• Passage to read
- - - -

Often, when I’m at one of these places, the game isn’t even to find something that looks good—it’s just to find a complete story, issues #1-whatever sequentially. If I recall, I was at Scrivener’s Books & Bookbinding in Buxton, which advertises “5 floors of books”, where the comics weren’t even in a box or on a shelf, let alone bagged… they were just stacked up haphazardly in a couple of piles on a table. I got a Sabretooth graphic novel by Larry Hama and at least two issues of The Craptacular B-Sides. I seem to vaguely remember buying the remaining issue off eBay.
I’m just a mark for crappy superheroes, is the thing. I love stories set in superhero universes where the characters don’t even have powers, or better yet, have powers that suck. I especially love if the powers are secretly absolutely cracked. The hit web serial Worm runs on this stuff. Invincible and James Gunn’s oeuvre also both have it in spades.
Very self-consciously set in New Jersey, The Craptacular B-Sides features three superheroes:
Jughandle (named for a type of turning endemic to the state), who can step outside spacetime to observe things as a sort of ghost. The most motivated of the trio, son of a local politician, Jughandle also has an encyclopaedic knowledge of superheroes.

- - - -

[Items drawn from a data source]
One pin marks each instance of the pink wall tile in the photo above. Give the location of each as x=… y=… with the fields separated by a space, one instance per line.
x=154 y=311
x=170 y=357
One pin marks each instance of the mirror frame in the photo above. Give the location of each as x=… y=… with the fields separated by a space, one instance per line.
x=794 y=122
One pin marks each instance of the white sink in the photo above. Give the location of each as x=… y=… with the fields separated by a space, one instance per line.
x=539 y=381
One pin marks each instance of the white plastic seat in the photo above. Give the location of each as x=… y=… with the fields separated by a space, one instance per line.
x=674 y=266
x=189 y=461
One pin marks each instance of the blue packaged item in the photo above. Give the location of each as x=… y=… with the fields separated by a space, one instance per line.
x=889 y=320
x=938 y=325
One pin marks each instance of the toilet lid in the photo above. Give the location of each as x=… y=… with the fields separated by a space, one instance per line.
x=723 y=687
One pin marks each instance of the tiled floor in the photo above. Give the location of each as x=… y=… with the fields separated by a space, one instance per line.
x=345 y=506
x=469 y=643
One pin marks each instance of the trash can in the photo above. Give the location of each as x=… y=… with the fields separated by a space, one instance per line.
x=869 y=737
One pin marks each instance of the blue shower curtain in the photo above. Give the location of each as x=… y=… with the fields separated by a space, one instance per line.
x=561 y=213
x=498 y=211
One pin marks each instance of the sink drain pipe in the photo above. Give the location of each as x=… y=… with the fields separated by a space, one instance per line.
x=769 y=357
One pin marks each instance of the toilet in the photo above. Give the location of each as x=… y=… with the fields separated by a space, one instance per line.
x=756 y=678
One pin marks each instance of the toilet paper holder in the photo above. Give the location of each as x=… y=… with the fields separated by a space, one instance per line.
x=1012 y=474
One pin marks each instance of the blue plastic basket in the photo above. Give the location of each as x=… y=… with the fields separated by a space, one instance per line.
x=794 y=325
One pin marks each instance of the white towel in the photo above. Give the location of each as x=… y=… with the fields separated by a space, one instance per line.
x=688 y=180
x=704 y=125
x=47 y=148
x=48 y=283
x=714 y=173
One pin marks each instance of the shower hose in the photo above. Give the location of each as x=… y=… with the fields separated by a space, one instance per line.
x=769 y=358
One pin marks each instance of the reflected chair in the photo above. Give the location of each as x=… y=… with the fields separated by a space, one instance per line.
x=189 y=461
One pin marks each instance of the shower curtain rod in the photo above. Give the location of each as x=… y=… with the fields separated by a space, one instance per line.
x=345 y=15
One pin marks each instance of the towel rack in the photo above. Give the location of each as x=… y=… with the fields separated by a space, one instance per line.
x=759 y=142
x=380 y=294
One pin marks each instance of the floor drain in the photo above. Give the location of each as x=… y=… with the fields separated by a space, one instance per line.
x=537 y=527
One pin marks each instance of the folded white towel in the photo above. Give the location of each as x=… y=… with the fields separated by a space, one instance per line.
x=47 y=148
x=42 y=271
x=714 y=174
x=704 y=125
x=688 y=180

- - - -

• Complete the following
(A) Translate this sentence from the piece about crappy superheroes into Spanish: "I love stories set in superhero universes where the characters don’t even have powers, or better yet, have powers that suck."
(B) Carry the piece about The Craptacular B-Sides further, picking up after its final sentence about Jughandle.

• Answers in order
(A) Me encantan las historias ambientadas en universos de superhéroes donde los personajes ni siquiera tienen poderes o, mejor aún, tienen poderes que dan pena.

(B)
Mize (named… I think for a slang pronunciation of “might as well”, “mize well”, but I’ve seen one source say it’s “presumably” short for “demise”, which would make sense?), who has a sort of bad-luck-aura that “accelerates the breakdown of systems”. Most literally, this causes things to break or fall apart, but he’s also implied to have caused a breakup between two of his classmates, so it’s kind of a metaphorical entropy. He can’t turn the power off, but he does seem to be able to direct it if he really wants to; at one point, he makes a sinkhole appear under a couple of guys.
Fateball, who has a Magic 8 Ball that actually works.
A backup strip in issue #1 reveals that they used to have another friend, Feeva, who has the power to “motivate and multitask”. Motivate, as in like, low-level mind control, I think? They fell out because Feeva used her power to, uhh, “motivate” the others into helping her complete a trial for entry into the Pegasus Institute.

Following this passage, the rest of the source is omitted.